_ASSIGNMENT_
Please give, word for word, the line containing "Target: tan goat with white face stripe" and every line that comes after it in the data below.

--- START ---

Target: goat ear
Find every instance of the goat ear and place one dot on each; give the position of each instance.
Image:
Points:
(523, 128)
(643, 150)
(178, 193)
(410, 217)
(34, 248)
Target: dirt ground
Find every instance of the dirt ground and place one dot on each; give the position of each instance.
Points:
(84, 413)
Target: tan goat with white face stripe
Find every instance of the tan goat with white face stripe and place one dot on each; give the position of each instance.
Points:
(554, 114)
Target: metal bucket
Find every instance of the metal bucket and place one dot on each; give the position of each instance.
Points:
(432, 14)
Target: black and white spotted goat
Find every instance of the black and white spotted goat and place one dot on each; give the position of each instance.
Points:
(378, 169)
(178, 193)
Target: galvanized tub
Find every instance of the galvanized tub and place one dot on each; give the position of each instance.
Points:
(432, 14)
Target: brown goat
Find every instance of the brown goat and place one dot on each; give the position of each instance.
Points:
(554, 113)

--- END ---

_SOLUTION_
Target: tan goat with white face stripe
Find every instance of the tan goat with white face stripe and place one dot on each; give the position of each instance.
Points:
(554, 114)
Target: metal bucket
Find every instance of the metal bucket and place one dot on each; give the position of each instance.
Points:
(432, 14)
Target: black and white spotted goat
Find every instance of the black and white spotted goat and place one dot on each; give the position of each instance.
Points:
(378, 169)
(178, 193)
Target: galvanized tub
Find every instance of the galvanized tub and place one dot on each; give the position of each instance.
Points:
(432, 14)
Target: brown goat
Find every instance of the brown goat and place one dot on each; give the position of each instance.
Points:
(554, 113)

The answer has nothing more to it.